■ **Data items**

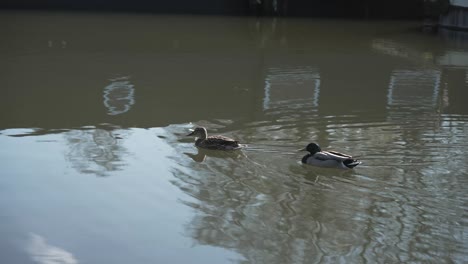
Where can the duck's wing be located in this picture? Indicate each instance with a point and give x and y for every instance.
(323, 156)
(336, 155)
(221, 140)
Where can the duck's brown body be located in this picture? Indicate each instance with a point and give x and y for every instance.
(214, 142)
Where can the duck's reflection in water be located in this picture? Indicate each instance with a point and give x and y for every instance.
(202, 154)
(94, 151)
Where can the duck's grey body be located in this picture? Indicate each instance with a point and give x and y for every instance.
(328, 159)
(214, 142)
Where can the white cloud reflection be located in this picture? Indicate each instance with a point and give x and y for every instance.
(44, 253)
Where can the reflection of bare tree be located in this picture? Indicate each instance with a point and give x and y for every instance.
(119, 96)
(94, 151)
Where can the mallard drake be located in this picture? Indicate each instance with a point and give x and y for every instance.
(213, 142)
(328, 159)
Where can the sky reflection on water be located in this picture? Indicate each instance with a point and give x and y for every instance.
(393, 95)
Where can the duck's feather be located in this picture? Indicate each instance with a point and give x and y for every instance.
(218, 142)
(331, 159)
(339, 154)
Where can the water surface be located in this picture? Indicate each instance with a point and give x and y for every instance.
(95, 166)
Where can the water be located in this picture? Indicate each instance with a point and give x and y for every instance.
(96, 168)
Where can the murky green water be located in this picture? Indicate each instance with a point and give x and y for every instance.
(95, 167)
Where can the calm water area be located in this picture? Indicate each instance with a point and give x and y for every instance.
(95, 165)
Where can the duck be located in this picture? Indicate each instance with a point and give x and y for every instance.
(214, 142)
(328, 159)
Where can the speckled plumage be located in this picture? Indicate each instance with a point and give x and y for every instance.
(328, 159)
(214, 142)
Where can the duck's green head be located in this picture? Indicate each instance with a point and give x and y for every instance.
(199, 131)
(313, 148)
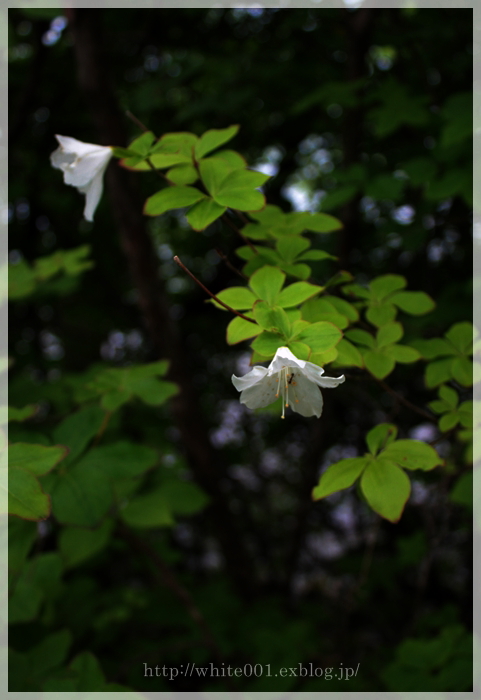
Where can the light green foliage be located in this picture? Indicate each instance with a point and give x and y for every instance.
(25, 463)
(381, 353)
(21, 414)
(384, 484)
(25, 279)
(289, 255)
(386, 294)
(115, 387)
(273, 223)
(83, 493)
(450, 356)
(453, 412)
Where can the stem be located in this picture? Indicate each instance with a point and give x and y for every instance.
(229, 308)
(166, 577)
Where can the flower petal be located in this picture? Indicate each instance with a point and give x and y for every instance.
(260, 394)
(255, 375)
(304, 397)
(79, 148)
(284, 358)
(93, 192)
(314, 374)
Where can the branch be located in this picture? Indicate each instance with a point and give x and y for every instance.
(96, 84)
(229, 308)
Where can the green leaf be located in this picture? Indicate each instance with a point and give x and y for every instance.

■ **TASK GOAL**
Convert the records above into a numbered list, omitting blank lines and leaving the pictures out of your answer.

■ **RESULT**
1. Where can the duck's wing be located in this picture? Indicate each instance with a point and give x and y for every instance.
2. (323, 156)
3. (336, 155)
4. (221, 140)
5. Where can the duck's brown body be located in this picture? Indicate each instance with a point and give x and y for every instance.
6. (214, 142)
7. Where can the duck's reflection in water be located in this picture? Indicate each instance with a point and give x and y for every instance.
8. (202, 154)
9. (94, 151)
10. Where can the duck's grey body be located in this picture? Indicate each instance with a point and give x and y for every instance.
11. (328, 159)
12. (214, 142)
13. Where can the white cloud reflection be located in this picture? Indicate each instance with a point and give x and y for every instance.
14. (44, 253)
15. Where can the reflection of bare tree be located in this picture? Indicate each instance with a point and give x and y for every instance.
16. (119, 96)
17. (94, 151)
18. Where can the mallard drake be located in this picture? Indicate each instance with a point and give x and y for every instance.
19. (213, 142)
20. (328, 159)
21. Where can the sky reflection on water be located in this picture? Indicate each instance with a point and give x and y for every instance.
22. (393, 95)
23. Where can the duck's feather be located in this picture? Indicate each instance with a point and give x and y for every instance.
24. (218, 142)
25. (331, 159)
26. (339, 154)
27. Where can the water surface be located in this picture? Indicate each instance with a point and give x and y for every instance.
28. (95, 166)
29. Where can the water be located in this picture? Indicate each instance with a point and give x and y for every instance.
30. (96, 168)
31. Where can the murky green water be located in this picture? Indicate each instance with a point and give x and y for every instance.
32. (95, 167)
33. Where can the calm water area be located in this picture? Indicate each instance with a point and give x and y for every instance.
34. (95, 165)
35. Where can the duck be located in this picture? Indicate each instance with a point and give x and y for every instance.
36. (214, 142)
37. (328, 159)
38. Where can the speckled plumage be located in this picture? Indicate each instance with a point and give x and y for every instance.
39. (328, 159)
40. (214, 142)
41. Where can the duck's green head be located in this picture? Indicate each instance with a point and give x and y for every instance.
42. (199, 131)
43. (313, 148)
44. Where can the light green foliage be located in this picture? Indicate each instance with a point and give x and y for every instance.
45. (25, 463)
46. (381, 353)
47. (21, 414)
48. (384, 484)
49. (25, 279)
50. (289, 255)
51. (386, 294)
52. (115, 387)
53. (273, 223)
54. (83, 493)
55. (450, 356)
56. (453, 412)
57. Where can the stem be located in this picture? Indicate each instance with a point and give x and y for every instance.
58. (229, 308)
59. (166, 577)
60. Where can the flower petal be located in this picture? Indicate each instance with a point and give x and y for every instance.
61. (260, 394)
62. (255, 375)
63. (304, 397)
64. (79, 148)
65. (284, 358)
66. (93, 192)
67. (314, 374)
68. Where can the branch be located in this picture? Indicate each instance with a point and give x and y for every instance.
69. (96, 84)
70. (229, 308)
71. Where can the green leaf be located in this picture? Indicate each instance with a point and give x and y for every instance.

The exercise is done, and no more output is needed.